**Brief**
Exact wording is required: transcribe all the entries and leave the images out.

/---

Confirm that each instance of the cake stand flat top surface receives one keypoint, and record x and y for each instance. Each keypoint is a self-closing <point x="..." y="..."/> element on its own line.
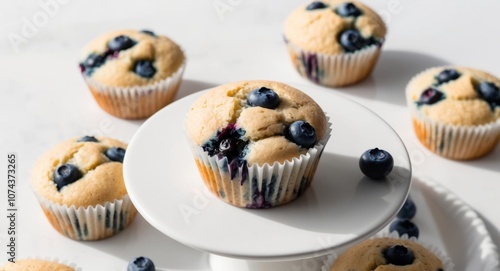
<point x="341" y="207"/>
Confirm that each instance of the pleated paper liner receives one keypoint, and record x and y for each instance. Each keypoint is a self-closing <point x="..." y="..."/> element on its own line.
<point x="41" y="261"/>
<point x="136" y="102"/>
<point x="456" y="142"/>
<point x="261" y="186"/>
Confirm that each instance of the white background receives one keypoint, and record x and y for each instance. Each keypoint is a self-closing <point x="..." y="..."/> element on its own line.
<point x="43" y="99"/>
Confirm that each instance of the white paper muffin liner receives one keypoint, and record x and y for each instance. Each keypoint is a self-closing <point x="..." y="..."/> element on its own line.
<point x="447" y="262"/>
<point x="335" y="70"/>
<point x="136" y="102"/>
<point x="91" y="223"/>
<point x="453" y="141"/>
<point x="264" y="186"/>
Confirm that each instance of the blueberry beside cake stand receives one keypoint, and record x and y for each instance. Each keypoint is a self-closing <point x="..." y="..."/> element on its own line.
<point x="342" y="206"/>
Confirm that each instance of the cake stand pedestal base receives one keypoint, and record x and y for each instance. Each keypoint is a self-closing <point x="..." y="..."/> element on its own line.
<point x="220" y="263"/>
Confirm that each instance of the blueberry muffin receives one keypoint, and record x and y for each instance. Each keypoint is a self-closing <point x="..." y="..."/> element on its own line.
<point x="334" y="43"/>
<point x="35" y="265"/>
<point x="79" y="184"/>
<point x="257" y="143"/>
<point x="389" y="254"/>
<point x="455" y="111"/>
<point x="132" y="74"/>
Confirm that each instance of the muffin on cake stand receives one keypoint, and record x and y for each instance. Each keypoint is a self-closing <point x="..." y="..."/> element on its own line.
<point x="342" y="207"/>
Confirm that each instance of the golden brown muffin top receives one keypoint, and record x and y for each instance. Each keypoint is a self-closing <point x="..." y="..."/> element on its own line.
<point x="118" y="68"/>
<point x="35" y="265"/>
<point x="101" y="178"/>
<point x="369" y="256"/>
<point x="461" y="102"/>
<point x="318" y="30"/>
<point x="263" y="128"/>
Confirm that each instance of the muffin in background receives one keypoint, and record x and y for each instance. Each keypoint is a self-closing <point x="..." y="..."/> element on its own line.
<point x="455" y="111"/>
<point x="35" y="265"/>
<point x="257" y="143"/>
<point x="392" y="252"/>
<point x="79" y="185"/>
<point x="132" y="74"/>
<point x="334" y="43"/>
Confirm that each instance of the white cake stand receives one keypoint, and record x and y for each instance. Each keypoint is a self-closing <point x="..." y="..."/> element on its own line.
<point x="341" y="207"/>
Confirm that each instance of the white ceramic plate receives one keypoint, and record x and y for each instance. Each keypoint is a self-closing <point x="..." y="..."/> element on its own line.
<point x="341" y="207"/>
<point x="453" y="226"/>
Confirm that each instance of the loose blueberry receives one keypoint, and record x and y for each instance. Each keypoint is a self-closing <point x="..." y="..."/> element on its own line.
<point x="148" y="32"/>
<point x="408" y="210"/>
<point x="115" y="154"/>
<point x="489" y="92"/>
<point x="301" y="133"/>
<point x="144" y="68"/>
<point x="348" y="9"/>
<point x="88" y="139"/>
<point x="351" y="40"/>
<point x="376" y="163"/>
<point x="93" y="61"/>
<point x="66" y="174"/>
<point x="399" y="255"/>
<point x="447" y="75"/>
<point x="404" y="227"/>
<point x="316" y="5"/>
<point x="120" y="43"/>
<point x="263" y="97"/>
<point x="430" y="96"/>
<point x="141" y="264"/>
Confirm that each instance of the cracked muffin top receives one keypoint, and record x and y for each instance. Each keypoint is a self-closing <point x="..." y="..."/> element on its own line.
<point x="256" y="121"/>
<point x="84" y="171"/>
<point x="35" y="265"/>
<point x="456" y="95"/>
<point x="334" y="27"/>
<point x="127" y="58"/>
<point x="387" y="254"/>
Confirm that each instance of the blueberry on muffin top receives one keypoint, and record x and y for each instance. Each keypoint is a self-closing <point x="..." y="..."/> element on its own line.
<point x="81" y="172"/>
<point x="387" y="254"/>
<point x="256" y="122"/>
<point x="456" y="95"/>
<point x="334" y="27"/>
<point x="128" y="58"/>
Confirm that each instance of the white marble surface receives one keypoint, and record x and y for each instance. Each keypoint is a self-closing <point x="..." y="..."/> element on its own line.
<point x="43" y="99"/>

\---

**Answer section**
Confirm that each instance of the cake stand flat top surface receives one keypoint, and record x and y for each instance. Each keypoint is a self-closing <point x="..." y="..."/> element on its own line.
<point x="341" y="207"/>
Confirm that each instance of the pleated paper liner receives one keypoint, and record x and y for each instance. Each keypoint is a self-closing <point x="..." y="..."/> element on its own line.
<point x="41" y="261"/>
<point x="136" y="102"/>
<point x="456" y="142"/>
<point x="261" y="186"/>
Confirm that each instance of the white background receives one keypoint, and record x and y for each instance. Each keypoint is a self-closing <point x="..." y="..."/> element on its own line.
<point x="43" y="99"/>
Confirm that each instance of the white paper muffin liner receives one keypoint, and record x and y for each instance. Each keypoint is a self-closing <point x="..." y="..."/> element on its own line.
<point x="447" y="262"/>
<point x="335" y="70"/>
<point x="136" y="102"/>
<point x="91" y="223"/>
<point x="453" y="141"/>
<point x="264" y="186"/>
Confirm that each instance of the blueberry beside cake stand receives one keypoint, and record x and y for each instance. Each keypoint is a self-closing <point x="..." y="..."/> element on its own line.
<point x="342" y="206"/>
Confirm that each instance of the cake stand pedestal base receives one keypoint, and record x and y for each instance. Each keypoint is a self-closing <point x="..." y="..."/> element on its own line.
<point x="220" y="263"/>
Confirm that each instance of the blueberry muffin receives one keypoint, and record x and y for each instance. Each keypoint is a self-closing <point x="..." y="..."/> element on its own line.
<point x="334" y="43"/>
<point x="35" y="265"/>
<point x="79" y="184"/>
<point x="257" y="143"/>
<point x="389" y="254"/>
<point x="455" y="111"/>
<point x="132" y="74"/>
Confirm that each instance of the muffin on cake stand receives one keypoint, and record x and y for each instance. Each keypoint is a self-closing <point x="..." y="..."/> element on its own line.
<point x="342" y="207"/>
Confirm that each instance of the golden brown muffin top receives one keypoint, and record x and y for each instance. Each keypoint is a self-closing <point x="..." y="..."/> element on its own line.
<point x="118" y="68"/>
<point x="35" y="265"/>
<point x="101" y="178"/>
<point x="369" y="256"/>
<point x="461" y="102"/>
<point x="318" y="30"/>
<point x="263" y="128"/>
Confirm that each instance of the muffin in background receives one keypoint, and record x and y for each instance. Each keypoint is a self-closing <point x="..." y="..."/> element on its own line.
<point x="455" y="111"/>
<point x="35" y="265"/>
<point x="257" y="143"/>
<point x="392" y="252"/>
<point x="79" y="185"/>
<point x="132" y="74"/>
<point x="334" y="43"/>
Confirm that each instance of the white cake stand receives one keypoint, and record x and y for each instance. Each keypoint is a self-closing <point x="..." y="..."/> element on its own line.
<point x="341" y="207"/>
Confirm that each instance of the white ceramic plate receives one keypoint, and record x and y for each instance. Each keypoint is a self-closing <point x="..." y="..."/> element on its own line.
<point x="341" y="207"/>
<point x="453" y="226"/>
Confirm that each instance of the loose blueberry receives one keypoint, and record x and y for each instance. Each keypoint is a self-closing <point x="..." y="..."/> element on its own line.
<point x="148" y="32"/>
<point x="408" y="210"/>
<point x="115" y="154"/>
<point x="489" y="92"/>
<point x="301" y="133"/>
<point x="144" y="68"/>
<point x="348" y="9"/>
<point x="88" y="139"/>
<point x="351" y="40"/>
<point x="376" y="163"/>
<point x="93" y="61"/>
<point x="66" y="174"/>
<point x="399" y="255"/>
<point x="447" y="75"/>
<point x="404" y="227"/>
<point x="316" y="5"/>
<point x="120" y="43"/>
<point x="263" y="97"/>
<point x="430" y="96"/>
<point x="141" y="264"/>
Confirm that each instance of the cracked muffin top receives one keypoint, and record x and y for each instance. Each keypoint is a self-closing <point x="..." y="..."/> element on its own line.
<point x="256" y="121"/>
<point x="84" y="171"/>
<point x="35" y="265"/>
<point x="456" y="95"/>
<point x="334" y="27"/>
<point x="127" y="58"/>
<point x="387" y="254"/>
Confirm that each instance of the blueberry on muffin top receives one keypoint, and record x and y for each instance. Each keypoint is a self-closing <point x="..." y="..."/> element on its own line.
<point x="81" y="172"/>
<point x="387" y="254"/>
<point x="256" y="122"/>
<point x="456" y="95"/>
<point x="334" y="27"/>
<point x="128" y="58"/>
Confirm that each instance of the white marble surface receives one keypoint, and record x and y for each instance. Each keypoint is a self-closing <point x="..." y="..."/> element on its own line.
<point x="43" y="99"/>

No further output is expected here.